Joining me now is the co-founder of a rehab center for internet and video gaming addiction is Hilarie Cash, she joins me from reSTART which is live

from Seattle in Washington. Were you surprised that it's taken so long to get the WHO to recognize gaming as a gaming disorder.

HILARIE CASH, CO-FOUNDER, RESTART: Not really, I -- you know, this whole phenomenon has taken the world by storm and actually moving very quickly.

And research, you know, they're going to make their decisions based on the research findings. And research is by its nature rather slow.

So I think it's not -- but I think I'm just glad it's finally here.

QUEST: What are the symptoms of gaming disorder? How does somebody recognize when they've got it?

CASH: I think the best way to think about it is that when you are out of control and you are gaming in spite of its negative consequences, you've

got a problem.

QUEST: And the treatment for it, how far does it accord to the other traditional addictions? Obviously, drugs, alcohol, gambling, overspending,

all the others. Does it follow the same model for treatment, whether it'd be the 12-step model or otherwise?

CASH: Well, I can tell you that our model of treatment is to be very holistic in what we're trying to do. So we are -- the adults as well as

the adolescents tries spending at least two months free of all screens, and the idea is that they need that time to -- for their brains to come back to

normal functioning, they need that time to get their health back, they usually are chronically sleep deprived, unfit and they've been eating very

poorly for a long time.

Data extract =

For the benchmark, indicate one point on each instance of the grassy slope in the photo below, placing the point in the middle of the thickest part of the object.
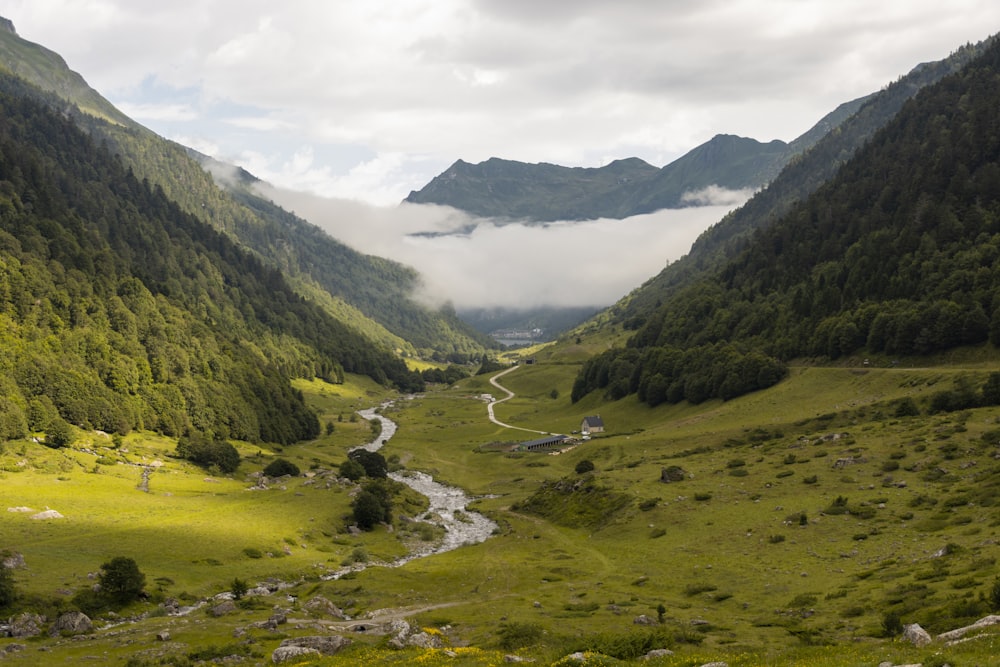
(828, 581)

Task requirements =
**1.** In the interview about gaming disorder, how long do adults and adolescents at reSTART spend free of all screens?
**2.** Continue the gaming disorder interview from the point where it stops.

Expected responses =
**1.** At least two months.

**2.**
So they're getting their health back, they're developing skills that they really are going to need if they're going to be functional young adults.

And they're getting a plan together for how they're going to abuse digital technology again in a sustainable and healthy way.

After that two months period, there's been if they choose and about 80 percent of them do choose, you go on to the second phase of the program,

that's the phase where they're now for the adults living in apartments together in --

QUEST: Right --

CASH: In small groups, they're getting part-time work and they're just starting to live life like adults need to live life --

QUEST: OK, so final question, with the other addictions, alcohol, drugs and the like, the general view is total abstinence. What is too many, a

thousand, never enough. With gaming addiction or gaming disorder, do you believe that you can't do it at all or do you believe there's a manageable

way you can do it.

CASH: Well, I think there's a manageable way you can use a digital technology.

[16:55:00] I think if you're gaming addict, you're really getting on thin ice if you try to go back to gaming and chances are very high that you will

relapse. So we ask the guys when they come into program and are developing what we call the life balance friend --

QUEST: Right --

CASH: To think through -- what are their bottom lines and those bottom lines almost always are going to include video games.

QUEST: Good to talk to you, thank you, I appreciate your time tonight, thank you. We will have a different profitable moment after the break,

this is QUEST MEANS BUSINESS live from New York.

(COMMERCIAL BREAK)

QUEST: Tonight's profitable moment, it is lovely in an era where we are talking about the misery and mayhem that we're able to turn our attention

to something much more pleasant. Weddings within the QUEST MEANS BUSINESS team who makes no apology for showing you the very best that we have got.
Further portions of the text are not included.